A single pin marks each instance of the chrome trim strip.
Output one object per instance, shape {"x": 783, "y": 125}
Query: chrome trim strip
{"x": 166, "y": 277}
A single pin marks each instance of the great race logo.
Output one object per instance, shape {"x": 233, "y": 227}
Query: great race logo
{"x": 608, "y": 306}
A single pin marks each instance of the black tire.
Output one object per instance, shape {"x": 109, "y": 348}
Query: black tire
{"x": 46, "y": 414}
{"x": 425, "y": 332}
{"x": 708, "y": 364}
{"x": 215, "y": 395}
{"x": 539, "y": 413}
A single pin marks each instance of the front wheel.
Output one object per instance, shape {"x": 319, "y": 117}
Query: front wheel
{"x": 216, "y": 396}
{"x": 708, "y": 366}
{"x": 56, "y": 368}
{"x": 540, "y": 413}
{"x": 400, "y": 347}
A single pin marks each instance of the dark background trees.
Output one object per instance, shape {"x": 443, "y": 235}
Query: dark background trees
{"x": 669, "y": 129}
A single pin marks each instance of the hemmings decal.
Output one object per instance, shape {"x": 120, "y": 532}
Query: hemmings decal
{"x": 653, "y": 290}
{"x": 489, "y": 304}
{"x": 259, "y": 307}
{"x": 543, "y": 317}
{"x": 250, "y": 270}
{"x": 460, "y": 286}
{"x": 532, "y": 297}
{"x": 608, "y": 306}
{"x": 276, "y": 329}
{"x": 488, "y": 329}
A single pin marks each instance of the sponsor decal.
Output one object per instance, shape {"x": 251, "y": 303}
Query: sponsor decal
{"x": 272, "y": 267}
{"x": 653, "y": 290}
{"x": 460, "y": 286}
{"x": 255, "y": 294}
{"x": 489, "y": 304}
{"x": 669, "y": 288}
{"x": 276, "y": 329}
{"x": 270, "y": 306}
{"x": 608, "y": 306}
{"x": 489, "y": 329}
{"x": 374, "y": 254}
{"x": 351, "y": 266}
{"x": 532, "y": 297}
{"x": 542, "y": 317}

▶ [What to work on] Write out each entry above exactly as it is written.

▶ [Task answer]
A single pin marks each instance of the chrome trim strip.
Output one object per instance, shape {"x": 783, "y": 125}
Query: chrome trim strip
{"x": 166, "y": 277}
A single pin marks each instance of the great race logo.
Output one object per instance, shape {"x": 233, "y": 227}
Query: great race logo
{"x": 608, "y": 306}
A single pin marks each instance of the black tire.
Output one object per instance, shape {"x": 109, "y": 348}
Query: black tire
{"x": 46, "y": 414}
{"x": 425, "y": 332}
{"x": 708, "y": 364}
{"x": 215, "y": 395}
{"x": 539, "y": 413}
A single pin marks each instance of the front wheel.
Output one object per instance, shape {"x": 319, "y": 117}
Query: front wheel
{"x": 216, "y": 396}
{"x": 708, "y": 366}
{"x": 56, "y": 368}
{"x": 540, "y": 413}
{"x": 400, "y": 347}
A single pin marks each instance of the dark background trees.
Output one object per instance, shape {"x": 443, "y": 235}
Query: dark background trees
{"x": 669, "y": 129}
A single pin marks each instance of the hemmings decal.
Output one object per instance, shape {"x": 120, "y": 532}
Query: hemmings decal
{"x": 653, "y": 290}
{"x": 489, "y": 304}
{"x": 259, "y": 307}
{"x": 543, "y": 317}
{"x": 250, "y": 270}
{"x": 460, "y": 286}
{"x": 532, "y": 297}
{"x": 608, "y": 306}
{"x": 276, "y": 329}
{"x": 488, "y": 329}
A single pin marks each instance of the sponsor decal.
Output one object per instance, shape {"x": 251, "y": 303}
Query: sponsor decal
{"x": 272, "y": 267}
{"x": 653, "y": 290}
{"x": 460, "y": 286}
{"x": 255, "y": 294}
{"x": 489, "y": 304}
{"x": 669, "y": 288}
{"x": 276, "y": 329}
{"x": 270, "y": 306}
{"x": 608, "y": 306}
{"x": 489, "y": 329}
{"x": 374, "y": 254}
{"x": 351, "y": 266}
{"x": 532, "y": 297}
{"x": 542, "y": 317}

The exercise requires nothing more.